*** PASSAGE ***

Thread: Tomato problem
View Single Post
  #6   Report Post  
Old 31-10-2004, 09:20 PM
simy1
 
Posts: n/a
Default

(rile) wrote in message . com...
This was the worst year I've ever had growing tomatoes. By the middle
of August most of the plants had died. I'm assuming it was some type
of blight that might have gotten them as well as several other things.
I know that I should rotate where in the garden I raise tomatoes but
am wondering if anyone does anything special to their gardens over the
winter time? Mine is already cleaned out and tilled. The only thing
I tend to do over the winter is put leaves on it and then till them
under in the spring.


1) Definitely leave the leaves on top, so that they separate the plant
from the soil. Tomatoes also like being mulched, so the leaves do
double duty. I put them in the tomato patch just before I plant, late
May (until then, the tomato patch is clear). You should have leaf
mulch throughout the season. You can also use wood chips as mulch.

2) Do not ever water from overhead. Place the hose on the ground or
use drip. Do not use sprinklers. Leave some room so that different
tomato plants don't touch. If they are caged, they will indeed not
touch with 8 inches between each cage. I plant some chicory in the
gaps (it is a winter green) so the space is not wasted. Lettuce or
other shade tolerant greens would do well, too.

3) Definitely rotate the tomato patch around. That means away from
patches where peppers, tomatoes, potatoes and eggplants were grown
recently. Nightshade is also a carrier, and a weed around here, so
kill it if you have it. Do not let the plant touch the ground, either
stake or fasten to cage as soon as the plant is in. Collect dead
plants and either discard or mow them into the lawn very far from the
garden.

***

__DESCRIPTION OF THE TASK__
Write the next part of the forum reply about tomato blight, picking up right after its last sentence.

*** DATA FOR ANALYSIS ***

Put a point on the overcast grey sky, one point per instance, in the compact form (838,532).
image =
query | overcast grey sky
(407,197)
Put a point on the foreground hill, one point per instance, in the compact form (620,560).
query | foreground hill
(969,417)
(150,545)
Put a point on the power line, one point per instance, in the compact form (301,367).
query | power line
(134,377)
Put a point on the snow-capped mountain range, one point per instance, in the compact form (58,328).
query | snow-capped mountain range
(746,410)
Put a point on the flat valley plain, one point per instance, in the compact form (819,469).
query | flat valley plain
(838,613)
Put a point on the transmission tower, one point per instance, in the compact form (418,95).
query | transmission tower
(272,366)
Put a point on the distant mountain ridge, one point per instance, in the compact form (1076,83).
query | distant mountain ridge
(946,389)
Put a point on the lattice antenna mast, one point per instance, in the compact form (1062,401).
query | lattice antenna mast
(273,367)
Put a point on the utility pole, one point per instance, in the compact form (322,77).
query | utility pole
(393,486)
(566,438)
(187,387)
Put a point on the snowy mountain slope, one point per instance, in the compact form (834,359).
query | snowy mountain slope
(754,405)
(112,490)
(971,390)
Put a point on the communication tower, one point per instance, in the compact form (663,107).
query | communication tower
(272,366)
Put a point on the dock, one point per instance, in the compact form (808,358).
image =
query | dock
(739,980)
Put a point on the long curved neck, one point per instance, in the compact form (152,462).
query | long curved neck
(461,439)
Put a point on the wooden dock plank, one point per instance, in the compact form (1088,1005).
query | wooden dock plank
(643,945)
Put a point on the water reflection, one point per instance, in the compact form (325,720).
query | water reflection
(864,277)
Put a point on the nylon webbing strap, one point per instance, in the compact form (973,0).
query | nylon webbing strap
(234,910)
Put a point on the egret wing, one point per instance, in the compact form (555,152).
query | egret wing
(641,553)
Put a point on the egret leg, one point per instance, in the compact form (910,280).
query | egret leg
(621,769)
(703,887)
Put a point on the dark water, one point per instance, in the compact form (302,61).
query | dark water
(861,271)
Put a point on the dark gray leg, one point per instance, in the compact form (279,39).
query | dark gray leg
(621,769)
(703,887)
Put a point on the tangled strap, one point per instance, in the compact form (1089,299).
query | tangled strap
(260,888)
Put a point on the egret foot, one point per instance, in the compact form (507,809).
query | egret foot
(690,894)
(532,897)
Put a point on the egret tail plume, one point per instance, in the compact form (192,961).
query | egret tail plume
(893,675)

***

__EXERCISE OUTPUT__
4) It will help to give the tomatoes some manure, so that you have
stronger plants which can resist infection better. I find that manure
makes beatiful plants that stay healthy through the season and make
better tasting tomatoes, but tend to fruit later. No manure will
produce earlier fruits and plants that catch the blight more readily.
You can put manure in the garden now, but keep the leaves in a place
where they don't get too wet so they will mulch longer next season.

I also give the tomatoes a handful of wood ash per plant (Ca, K,
micros, and better taste), which I usually spread over the mulch at
planting time.
This said, this was a poor year for tomatoes, at least around here, a
cold, relatively gray summer. If it rains too much, tomatoes will
still catch blight. The peppers were also mediocre. There is nothing
you can do, it's the breaks. The many greens I grow were fine.